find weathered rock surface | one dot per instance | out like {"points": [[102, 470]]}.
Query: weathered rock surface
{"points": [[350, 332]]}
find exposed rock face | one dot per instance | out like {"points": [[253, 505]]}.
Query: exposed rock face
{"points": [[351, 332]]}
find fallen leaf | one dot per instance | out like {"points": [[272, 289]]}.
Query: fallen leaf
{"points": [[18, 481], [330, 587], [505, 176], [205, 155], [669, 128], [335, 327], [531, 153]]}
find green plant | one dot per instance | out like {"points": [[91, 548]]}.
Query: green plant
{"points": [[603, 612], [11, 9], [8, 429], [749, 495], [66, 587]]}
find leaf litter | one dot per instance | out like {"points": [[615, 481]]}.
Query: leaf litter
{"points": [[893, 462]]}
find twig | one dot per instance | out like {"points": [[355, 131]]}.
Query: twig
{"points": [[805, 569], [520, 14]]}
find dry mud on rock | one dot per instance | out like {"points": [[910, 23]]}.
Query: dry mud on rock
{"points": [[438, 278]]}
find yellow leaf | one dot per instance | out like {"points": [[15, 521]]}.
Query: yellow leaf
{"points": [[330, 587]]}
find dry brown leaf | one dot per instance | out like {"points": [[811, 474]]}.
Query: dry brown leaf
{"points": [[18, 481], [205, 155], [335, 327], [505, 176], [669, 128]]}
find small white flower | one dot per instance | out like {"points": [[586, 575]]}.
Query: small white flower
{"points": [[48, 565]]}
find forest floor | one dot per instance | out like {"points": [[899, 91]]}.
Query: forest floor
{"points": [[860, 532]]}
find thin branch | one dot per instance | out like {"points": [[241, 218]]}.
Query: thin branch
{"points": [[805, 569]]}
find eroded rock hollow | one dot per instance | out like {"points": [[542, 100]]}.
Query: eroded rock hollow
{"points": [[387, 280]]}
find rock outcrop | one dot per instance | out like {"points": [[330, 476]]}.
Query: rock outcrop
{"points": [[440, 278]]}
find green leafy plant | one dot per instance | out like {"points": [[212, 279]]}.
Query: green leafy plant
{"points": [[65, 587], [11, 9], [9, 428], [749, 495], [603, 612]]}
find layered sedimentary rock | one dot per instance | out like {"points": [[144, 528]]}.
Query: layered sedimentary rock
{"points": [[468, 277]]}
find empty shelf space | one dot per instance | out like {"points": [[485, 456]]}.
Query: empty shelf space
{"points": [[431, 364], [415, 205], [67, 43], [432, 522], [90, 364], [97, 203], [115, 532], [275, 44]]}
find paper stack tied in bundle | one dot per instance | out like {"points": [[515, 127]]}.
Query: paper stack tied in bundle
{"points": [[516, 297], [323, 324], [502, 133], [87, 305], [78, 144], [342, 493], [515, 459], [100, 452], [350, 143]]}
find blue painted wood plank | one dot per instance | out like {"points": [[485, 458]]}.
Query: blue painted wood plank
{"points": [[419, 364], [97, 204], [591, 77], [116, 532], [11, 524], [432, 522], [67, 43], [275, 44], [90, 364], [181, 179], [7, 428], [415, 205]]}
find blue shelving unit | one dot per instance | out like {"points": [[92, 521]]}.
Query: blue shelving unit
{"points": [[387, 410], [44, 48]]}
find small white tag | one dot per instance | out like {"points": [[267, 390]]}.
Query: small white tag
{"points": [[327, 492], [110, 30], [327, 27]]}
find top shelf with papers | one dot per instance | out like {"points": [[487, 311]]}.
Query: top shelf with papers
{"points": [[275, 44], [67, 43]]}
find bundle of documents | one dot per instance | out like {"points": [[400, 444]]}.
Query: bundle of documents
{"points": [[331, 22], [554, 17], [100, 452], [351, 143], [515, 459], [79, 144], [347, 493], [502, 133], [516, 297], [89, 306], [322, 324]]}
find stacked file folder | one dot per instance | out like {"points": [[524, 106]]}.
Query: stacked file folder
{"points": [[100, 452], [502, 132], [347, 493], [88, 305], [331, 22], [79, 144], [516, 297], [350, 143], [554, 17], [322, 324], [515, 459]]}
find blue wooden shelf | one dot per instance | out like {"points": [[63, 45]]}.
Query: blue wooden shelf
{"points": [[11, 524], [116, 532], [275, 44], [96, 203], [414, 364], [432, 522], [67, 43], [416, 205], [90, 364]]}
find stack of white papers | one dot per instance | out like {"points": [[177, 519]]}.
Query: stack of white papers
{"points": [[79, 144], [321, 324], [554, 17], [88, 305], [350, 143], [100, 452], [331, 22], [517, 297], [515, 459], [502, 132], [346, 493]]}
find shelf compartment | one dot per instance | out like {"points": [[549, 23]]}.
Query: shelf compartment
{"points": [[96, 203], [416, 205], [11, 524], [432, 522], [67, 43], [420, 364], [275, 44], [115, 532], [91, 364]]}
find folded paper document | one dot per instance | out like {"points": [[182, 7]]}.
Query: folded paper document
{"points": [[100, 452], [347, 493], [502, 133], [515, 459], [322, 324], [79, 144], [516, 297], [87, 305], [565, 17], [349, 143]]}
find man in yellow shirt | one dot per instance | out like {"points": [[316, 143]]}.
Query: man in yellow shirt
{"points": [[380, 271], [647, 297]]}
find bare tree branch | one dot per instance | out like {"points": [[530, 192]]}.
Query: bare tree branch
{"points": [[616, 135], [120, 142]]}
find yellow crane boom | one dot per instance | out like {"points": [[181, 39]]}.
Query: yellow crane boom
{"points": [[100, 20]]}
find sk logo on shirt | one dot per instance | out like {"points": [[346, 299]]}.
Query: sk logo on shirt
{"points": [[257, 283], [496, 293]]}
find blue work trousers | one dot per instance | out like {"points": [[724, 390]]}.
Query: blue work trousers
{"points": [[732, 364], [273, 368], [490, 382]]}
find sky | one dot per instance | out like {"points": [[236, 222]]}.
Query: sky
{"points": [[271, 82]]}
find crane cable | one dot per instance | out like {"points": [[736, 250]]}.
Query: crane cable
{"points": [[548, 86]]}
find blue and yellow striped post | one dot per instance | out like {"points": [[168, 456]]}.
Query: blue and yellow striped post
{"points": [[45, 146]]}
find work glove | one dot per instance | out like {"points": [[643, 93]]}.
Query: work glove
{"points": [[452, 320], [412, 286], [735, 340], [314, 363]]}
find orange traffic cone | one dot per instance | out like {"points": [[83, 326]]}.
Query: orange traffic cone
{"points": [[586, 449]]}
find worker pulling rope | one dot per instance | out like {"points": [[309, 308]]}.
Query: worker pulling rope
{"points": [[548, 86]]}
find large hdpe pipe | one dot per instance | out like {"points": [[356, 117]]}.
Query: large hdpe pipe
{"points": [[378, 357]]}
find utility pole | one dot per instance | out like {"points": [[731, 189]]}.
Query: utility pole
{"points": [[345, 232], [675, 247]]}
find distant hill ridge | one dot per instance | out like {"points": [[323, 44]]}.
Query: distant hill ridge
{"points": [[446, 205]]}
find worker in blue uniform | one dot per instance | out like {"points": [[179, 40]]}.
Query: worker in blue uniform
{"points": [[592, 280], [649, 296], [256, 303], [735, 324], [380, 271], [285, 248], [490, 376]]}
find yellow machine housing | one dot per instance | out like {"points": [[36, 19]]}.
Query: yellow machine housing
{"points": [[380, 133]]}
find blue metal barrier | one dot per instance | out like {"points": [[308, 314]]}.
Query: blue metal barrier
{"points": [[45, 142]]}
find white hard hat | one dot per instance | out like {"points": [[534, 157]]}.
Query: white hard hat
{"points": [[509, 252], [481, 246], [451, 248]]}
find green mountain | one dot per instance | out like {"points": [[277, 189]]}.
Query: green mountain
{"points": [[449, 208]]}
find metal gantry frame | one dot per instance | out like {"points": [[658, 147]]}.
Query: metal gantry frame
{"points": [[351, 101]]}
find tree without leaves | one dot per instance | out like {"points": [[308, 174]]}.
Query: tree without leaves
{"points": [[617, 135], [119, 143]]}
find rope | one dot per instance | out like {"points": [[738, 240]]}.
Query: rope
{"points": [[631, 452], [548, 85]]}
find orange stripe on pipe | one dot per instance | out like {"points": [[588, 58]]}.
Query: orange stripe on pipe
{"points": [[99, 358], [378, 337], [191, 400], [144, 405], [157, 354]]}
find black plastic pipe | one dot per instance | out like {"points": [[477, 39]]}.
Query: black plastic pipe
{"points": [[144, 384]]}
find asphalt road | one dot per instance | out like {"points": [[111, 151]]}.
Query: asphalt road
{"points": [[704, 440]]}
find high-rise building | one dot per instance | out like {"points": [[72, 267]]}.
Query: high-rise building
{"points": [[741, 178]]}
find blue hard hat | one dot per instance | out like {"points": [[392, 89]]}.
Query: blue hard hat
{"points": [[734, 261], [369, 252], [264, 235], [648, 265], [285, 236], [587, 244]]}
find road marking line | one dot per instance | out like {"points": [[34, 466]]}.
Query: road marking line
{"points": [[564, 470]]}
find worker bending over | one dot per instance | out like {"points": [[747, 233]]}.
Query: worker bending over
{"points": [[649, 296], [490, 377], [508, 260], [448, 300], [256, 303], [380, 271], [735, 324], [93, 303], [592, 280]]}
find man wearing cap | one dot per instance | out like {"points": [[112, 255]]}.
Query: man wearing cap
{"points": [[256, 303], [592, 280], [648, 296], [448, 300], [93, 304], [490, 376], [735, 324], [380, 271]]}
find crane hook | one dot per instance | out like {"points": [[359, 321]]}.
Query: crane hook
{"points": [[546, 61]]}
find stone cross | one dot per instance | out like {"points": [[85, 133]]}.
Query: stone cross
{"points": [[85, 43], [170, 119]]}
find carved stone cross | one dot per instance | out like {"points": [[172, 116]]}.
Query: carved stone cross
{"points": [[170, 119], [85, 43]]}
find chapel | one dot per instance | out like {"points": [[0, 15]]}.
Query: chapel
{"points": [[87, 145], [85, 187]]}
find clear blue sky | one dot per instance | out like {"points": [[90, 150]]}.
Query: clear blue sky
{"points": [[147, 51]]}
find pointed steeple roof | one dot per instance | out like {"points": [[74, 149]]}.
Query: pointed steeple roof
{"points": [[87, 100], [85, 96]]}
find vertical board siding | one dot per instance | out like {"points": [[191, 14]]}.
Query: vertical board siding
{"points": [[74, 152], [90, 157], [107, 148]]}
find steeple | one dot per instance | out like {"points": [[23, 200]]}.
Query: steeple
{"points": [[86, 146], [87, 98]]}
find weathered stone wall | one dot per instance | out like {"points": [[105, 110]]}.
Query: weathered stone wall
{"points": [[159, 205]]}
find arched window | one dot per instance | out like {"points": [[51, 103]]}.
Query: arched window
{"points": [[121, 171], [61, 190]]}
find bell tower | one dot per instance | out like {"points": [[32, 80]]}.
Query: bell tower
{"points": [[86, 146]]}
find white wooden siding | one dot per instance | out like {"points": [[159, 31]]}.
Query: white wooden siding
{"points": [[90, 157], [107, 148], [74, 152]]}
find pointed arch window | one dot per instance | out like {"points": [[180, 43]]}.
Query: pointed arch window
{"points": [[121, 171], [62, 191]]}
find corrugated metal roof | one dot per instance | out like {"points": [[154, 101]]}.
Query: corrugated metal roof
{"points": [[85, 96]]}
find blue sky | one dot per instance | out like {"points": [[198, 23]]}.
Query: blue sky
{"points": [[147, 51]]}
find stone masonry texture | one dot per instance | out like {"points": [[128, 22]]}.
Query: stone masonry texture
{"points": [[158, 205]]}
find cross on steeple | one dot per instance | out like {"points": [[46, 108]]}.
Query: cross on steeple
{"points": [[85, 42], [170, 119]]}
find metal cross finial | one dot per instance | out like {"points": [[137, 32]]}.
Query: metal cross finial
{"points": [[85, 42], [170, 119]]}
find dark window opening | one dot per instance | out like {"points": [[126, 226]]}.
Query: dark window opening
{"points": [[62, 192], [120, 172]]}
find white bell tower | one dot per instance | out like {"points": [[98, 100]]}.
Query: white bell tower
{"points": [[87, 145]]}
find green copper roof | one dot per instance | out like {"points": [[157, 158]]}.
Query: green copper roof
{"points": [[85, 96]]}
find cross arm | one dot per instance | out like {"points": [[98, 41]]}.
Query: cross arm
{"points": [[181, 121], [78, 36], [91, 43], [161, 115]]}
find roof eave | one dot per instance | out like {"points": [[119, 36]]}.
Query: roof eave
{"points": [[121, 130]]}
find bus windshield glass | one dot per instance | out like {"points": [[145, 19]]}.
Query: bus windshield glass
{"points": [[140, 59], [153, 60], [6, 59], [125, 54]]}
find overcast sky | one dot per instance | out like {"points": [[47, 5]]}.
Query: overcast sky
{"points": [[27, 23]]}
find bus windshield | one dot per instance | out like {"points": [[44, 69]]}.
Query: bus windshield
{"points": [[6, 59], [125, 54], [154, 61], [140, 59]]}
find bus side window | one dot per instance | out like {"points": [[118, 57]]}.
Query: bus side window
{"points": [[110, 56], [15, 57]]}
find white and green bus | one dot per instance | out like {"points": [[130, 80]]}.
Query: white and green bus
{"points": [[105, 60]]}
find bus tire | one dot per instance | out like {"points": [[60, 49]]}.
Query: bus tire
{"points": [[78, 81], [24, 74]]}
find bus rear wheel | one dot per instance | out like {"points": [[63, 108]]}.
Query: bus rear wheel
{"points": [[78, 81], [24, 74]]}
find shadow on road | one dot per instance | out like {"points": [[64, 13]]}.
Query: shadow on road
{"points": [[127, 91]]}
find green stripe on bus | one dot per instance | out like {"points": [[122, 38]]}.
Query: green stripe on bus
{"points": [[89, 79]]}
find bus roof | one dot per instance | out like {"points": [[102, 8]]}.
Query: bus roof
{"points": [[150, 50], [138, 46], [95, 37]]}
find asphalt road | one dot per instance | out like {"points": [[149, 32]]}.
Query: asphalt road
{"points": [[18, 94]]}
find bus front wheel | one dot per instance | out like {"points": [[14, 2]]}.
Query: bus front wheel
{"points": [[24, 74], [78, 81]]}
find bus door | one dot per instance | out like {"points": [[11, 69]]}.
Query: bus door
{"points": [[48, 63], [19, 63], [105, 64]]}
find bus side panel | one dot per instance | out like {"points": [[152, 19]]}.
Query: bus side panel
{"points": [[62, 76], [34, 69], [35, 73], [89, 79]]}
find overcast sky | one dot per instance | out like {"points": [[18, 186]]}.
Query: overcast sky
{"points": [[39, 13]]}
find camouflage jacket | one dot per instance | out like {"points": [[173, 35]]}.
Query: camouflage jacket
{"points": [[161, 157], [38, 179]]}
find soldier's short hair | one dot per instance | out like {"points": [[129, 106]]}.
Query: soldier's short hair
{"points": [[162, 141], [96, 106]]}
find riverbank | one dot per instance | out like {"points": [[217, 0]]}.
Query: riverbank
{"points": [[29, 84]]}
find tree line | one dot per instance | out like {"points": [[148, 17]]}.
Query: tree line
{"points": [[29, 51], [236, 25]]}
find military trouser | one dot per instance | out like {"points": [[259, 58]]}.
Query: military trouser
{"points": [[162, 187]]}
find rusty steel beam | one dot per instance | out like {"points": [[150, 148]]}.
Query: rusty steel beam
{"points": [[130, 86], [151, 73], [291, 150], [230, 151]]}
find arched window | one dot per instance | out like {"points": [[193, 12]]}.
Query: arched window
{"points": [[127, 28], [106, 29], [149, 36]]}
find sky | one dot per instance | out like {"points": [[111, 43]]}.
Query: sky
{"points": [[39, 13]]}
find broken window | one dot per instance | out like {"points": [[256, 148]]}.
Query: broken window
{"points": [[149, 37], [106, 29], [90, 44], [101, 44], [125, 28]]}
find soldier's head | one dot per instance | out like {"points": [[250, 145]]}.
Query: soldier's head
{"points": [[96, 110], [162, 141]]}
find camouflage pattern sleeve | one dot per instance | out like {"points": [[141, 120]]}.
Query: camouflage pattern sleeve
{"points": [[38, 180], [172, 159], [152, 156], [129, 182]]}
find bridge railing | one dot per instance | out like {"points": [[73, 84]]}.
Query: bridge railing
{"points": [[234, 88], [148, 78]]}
::::::::
What the task requires -> Write down exactly the span of lines above from the one containing "Query: green stripe on bus" to the one containing "find bus front", both ends included.

Task output ->
Query: green stripe on bus
{"points": [[89, 79]]}
find bus roof | one dot per instance | out like {"points": [[102, 8]]}.
Query: bus roof
{"points": [[150, 50], [138, 46], [95, 37]]}
find asphalt road | one dot per instance | out like {"points": [[149, 32]]}.
Query: asphalt road
{"points": [[18, 94]]}
find bus front wheel | one dot per instance | out like {"points": [[14, 2]]}.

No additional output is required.